* _Kurze Übung_: Sammle bitte aus den folgenden Daten jede Zeile, in der das Wort „smiling“ vorkommt.

****************************************

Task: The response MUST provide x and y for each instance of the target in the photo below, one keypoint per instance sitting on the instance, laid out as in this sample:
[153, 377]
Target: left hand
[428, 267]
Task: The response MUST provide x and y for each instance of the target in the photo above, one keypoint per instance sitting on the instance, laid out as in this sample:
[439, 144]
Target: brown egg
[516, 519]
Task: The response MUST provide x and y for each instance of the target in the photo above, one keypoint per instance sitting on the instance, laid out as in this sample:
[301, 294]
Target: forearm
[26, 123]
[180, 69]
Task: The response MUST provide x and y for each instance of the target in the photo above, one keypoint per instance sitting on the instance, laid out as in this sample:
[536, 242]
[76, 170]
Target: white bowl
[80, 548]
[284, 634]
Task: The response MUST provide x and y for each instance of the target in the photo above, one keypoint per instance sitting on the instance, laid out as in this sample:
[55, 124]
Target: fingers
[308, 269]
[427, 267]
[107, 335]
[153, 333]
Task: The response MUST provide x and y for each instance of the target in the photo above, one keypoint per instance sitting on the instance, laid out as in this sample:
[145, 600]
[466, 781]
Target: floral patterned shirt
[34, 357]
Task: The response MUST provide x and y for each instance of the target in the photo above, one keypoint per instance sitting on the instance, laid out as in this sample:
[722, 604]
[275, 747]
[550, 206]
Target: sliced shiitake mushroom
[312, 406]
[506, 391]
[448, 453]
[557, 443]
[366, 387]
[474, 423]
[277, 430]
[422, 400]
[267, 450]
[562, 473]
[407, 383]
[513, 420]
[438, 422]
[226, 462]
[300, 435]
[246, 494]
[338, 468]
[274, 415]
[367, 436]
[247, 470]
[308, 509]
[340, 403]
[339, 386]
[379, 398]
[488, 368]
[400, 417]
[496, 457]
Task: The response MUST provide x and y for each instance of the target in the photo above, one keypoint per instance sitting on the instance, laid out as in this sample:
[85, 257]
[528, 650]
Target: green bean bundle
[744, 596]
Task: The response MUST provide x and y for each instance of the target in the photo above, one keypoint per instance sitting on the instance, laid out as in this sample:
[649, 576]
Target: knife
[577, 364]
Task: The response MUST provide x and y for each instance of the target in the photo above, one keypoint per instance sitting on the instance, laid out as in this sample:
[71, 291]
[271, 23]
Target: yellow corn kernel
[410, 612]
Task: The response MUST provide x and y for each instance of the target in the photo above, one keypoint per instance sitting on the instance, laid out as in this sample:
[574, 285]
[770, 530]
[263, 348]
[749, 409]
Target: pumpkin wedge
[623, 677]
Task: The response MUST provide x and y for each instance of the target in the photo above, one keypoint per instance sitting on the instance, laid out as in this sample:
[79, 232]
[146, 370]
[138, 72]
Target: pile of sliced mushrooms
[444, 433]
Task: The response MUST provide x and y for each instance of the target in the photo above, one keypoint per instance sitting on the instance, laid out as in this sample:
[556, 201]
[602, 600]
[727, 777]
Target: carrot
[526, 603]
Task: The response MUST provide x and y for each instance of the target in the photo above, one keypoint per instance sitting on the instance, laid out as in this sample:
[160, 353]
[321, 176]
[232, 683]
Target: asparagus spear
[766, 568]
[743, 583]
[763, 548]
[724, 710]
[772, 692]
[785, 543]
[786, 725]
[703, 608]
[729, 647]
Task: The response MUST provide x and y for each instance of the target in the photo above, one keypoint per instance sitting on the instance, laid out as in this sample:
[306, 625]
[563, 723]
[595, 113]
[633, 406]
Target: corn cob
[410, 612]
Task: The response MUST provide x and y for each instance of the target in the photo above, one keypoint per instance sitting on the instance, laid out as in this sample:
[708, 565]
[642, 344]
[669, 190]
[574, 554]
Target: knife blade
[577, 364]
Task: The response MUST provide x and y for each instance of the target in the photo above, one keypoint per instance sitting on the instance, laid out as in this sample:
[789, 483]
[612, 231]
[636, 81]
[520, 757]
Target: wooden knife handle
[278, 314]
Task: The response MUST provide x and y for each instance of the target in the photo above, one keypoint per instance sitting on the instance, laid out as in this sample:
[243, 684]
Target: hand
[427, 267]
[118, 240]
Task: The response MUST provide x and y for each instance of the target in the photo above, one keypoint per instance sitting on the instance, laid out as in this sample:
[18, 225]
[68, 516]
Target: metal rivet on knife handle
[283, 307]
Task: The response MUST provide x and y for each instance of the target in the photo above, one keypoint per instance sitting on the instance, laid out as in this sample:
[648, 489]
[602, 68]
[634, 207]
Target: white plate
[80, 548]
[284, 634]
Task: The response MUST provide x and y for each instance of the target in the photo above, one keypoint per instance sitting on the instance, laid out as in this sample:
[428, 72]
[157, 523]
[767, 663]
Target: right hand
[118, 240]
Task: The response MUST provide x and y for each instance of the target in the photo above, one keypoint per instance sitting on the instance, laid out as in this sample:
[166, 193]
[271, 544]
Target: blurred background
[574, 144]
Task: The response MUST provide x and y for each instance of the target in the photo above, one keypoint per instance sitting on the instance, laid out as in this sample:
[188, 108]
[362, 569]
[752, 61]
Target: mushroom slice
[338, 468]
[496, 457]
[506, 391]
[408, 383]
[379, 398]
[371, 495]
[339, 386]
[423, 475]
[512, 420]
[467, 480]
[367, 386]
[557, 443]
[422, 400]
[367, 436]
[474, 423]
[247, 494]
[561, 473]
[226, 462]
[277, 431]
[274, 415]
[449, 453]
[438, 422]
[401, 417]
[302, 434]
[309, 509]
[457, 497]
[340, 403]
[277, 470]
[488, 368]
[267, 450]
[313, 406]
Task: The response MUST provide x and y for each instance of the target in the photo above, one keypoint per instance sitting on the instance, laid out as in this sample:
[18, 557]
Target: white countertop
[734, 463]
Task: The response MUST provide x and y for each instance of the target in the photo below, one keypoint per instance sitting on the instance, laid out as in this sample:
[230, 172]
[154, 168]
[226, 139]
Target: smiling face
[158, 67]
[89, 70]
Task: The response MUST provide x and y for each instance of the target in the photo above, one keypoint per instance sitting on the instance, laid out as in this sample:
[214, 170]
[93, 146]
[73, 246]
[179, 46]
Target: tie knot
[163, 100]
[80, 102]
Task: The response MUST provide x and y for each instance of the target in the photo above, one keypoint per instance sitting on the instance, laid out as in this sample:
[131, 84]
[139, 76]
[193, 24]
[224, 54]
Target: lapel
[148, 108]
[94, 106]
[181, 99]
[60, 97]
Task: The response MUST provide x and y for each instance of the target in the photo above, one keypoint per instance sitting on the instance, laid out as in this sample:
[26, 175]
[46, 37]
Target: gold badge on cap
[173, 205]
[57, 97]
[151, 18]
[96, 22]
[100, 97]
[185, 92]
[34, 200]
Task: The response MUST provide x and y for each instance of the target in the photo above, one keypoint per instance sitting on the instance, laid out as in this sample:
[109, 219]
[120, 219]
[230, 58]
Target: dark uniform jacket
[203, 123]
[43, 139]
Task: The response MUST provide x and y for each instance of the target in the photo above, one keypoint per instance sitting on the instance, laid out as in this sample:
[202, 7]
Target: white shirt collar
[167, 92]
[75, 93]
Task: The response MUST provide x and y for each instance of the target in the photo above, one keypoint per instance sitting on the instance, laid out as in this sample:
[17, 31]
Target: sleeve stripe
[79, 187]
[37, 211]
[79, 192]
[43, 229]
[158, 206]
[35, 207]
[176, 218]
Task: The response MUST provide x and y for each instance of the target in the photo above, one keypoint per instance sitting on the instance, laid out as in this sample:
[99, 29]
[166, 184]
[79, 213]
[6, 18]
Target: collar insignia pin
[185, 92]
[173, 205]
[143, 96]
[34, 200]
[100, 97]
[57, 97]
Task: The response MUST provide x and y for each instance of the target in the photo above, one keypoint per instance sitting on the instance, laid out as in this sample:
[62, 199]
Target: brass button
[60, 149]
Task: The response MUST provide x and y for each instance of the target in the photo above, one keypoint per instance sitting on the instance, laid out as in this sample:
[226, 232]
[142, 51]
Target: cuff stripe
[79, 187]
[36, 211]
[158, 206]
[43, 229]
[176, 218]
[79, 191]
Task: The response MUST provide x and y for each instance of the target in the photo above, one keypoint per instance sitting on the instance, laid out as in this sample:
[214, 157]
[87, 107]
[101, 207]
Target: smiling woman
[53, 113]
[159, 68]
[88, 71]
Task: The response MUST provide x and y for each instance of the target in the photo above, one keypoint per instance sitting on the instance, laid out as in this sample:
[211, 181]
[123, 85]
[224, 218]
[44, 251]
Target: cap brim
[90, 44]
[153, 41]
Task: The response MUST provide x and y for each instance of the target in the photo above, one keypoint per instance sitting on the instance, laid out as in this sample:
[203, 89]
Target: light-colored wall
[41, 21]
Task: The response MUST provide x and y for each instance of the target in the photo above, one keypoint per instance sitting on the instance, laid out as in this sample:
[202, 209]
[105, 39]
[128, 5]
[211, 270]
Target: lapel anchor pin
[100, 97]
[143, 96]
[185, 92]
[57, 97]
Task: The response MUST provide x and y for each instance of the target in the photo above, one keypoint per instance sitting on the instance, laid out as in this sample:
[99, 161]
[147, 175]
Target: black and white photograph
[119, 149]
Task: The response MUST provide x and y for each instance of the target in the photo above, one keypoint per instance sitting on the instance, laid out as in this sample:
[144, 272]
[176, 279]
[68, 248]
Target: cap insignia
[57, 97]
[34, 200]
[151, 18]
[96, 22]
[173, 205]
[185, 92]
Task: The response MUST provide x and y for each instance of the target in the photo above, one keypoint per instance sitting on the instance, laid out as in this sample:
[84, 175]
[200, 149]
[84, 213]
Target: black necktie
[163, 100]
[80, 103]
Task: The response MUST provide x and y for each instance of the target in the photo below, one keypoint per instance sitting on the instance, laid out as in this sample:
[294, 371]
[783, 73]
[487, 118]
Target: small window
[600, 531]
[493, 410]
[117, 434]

****************************************

* _Lösung_:
Target: smiling face
Target: smiling woman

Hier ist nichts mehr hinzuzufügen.